= Requirements =
Copy the records word for word, from their beginning through the line that contains "POLYGON ((217 131, 215".

— Start of Exercise data —

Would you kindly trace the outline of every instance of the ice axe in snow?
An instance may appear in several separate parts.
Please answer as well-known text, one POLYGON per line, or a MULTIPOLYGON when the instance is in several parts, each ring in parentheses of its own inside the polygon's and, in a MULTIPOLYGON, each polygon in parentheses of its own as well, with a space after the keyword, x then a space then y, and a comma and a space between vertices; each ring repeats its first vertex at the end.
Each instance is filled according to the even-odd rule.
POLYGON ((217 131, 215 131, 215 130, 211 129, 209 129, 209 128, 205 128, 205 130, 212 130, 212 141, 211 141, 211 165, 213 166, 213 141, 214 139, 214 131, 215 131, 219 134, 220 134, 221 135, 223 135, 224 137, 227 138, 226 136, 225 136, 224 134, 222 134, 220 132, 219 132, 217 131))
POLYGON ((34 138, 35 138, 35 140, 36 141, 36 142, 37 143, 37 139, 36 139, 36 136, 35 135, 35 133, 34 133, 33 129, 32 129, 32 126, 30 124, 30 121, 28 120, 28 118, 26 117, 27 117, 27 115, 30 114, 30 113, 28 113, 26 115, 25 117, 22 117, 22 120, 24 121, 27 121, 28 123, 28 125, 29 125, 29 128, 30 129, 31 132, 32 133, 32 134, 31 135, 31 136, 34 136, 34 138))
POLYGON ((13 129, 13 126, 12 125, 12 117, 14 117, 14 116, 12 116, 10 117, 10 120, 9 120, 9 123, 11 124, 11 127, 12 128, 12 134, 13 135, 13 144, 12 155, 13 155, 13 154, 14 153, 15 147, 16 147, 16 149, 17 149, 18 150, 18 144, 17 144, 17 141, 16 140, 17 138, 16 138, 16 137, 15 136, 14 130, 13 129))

— End of Exercise data —

= Answer to the problem =
Would you kindly trace the outline of every instance of the ice axe in snow?
An instance may appear in several separate parts.
Please answer as well-known text, one POLYGON per line, or a MULTIPOLYGON when the instance is in several parts, each ring in parentheses of its own inside the polygon's and, in a MULTIPOLYGON, each polygon in parentheses of its own as well, with a space after the keyword, x then a space then y, and a comma and a space between vertices; each ring repeats its first vertex at the end.
Each instance is filled according to the even-odd rule.
POLYGON ((217 131, 215 131, 215 130, 211 129, 209 129, 209 128, 205 128, 205 130, 212 130, 212 141, 211 141, 211 165, 213 166, 213 141, 214 139, 214 131, 215 131, 219 134, 220 134, 221 135, 223 135, 224 137, 227 138, 226 136, 225 136, 224 134, 222 134, 220 132, 219 132, 217 131))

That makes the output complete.